A federal judge ordered the Trump administration to return a recipient of Deferred Action for Childhood Arrivals (Daca) to the US, ruling that her deportation to Mexico last month was a “flagrant violation” of the legal protections afforded to immigrants who arrived in the country as children.

Judge Dena Coggins said in her Monday ruling the administration must return Maria de Jesus Estrada Juarez, a Daca recipient, to the US within seven days. She was arrested on 18 February in Sacramento during her green-card appointment, and was deported to Mexico the next day.

“Less than 24 hours after the petitioner’s good-faith appearance to pursue lawful permanent resident status in this country”, Coggins wrote, “she was removed to a nation where she had not lived in over 27 years, pursuant to an order purportedly entered against her when she was 15 years old.”

Estrada Juarez said in a statement that she was “overwhelmed with relief and hope after learning about the court’s decision”.

She said: “Being separated from my daughter and my home has been incredibly painful. I followed the rules and trusted the process, and I just want to return to my family and rebuild my life. This decision gives me hope that I will be able to come home soon.”

Information provided
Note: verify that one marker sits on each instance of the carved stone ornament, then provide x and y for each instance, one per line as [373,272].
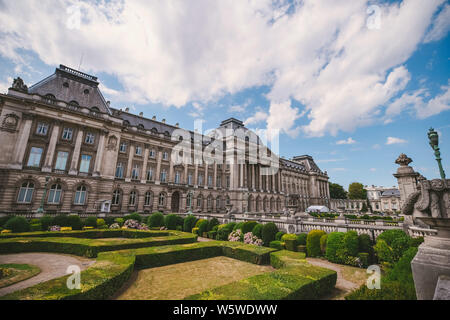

Short problem 1
Answer these from the report on the Daca ruling:
(a) How many days does the administration have to return Estrada Juarez to the US?
(b) On what date and in which city was she arrested?
(c) According to Coggins, how long had it been since Estrada Juarez last lived in Mexico?
Short problem 2
Pick up the report on the Daca ruling after its last sentence and keep writing.
The listing isn't needed here.

Task answer 1
(a) Seven days.
(b) On 18 February, in Sacramento.
(c) Over 27 years.

Task answer 2
Her daughter, Damaris Bello, said the “past weeks without my mom have been devastating. Nothing has felt the same without her. We are so grateful that the court recognized what was done to her was wrong.”

While the Department of Homeland Security (DHS) argued that she was subject to a 1998 removal order, Estrada Juarez has denied receiving an order of removal.

“This is yet another ruling from a Biden-appointed activist judge,” a DHS spokesperson said. The department said Estrada Juarez “received full due process and was issued a final order of removal from an immigration judge in 1998. She was removed from the US shortly after.”

According to a statement from FWD.us, an immigrant advocacy organization assisting her, this order was “never finalized because it lacked the required supervisory approval”.

Estrada Juarez, who arrived in the US as a teenager in 1998 and worked multiple jobs before becoming a regional manager, had complied with Daca’s requirements for years, according to an interview with the Cut. She and her 22-year-old daughter attended the green-card appointment, where immigration agents arrested Estrada Juarez in front of her daughter, according to the magazine.

Estrada Juarez filed a lawsuit against the Trump administration earlier this month, arguing that she “could not legally be removed from the United States while in Daca status”.

Former DHS secretary Kristi Noem; acting director of US Immigration and Customs Enforcement (ICE), Todd Lyons; US attorney general, Pam Bondi; and Sergio Albarran, acting field director of the San Francisco ICE office, were named in the lawsuit.

“This case highlights serious failures in the government’s haphazard and irresponsible attempts to remove individuals without following the law,” Estrada Juarez’s attorney, Stacy Tolchin, said. “We are focused on ensuring Maria’s safe return and preventing this from happening again.”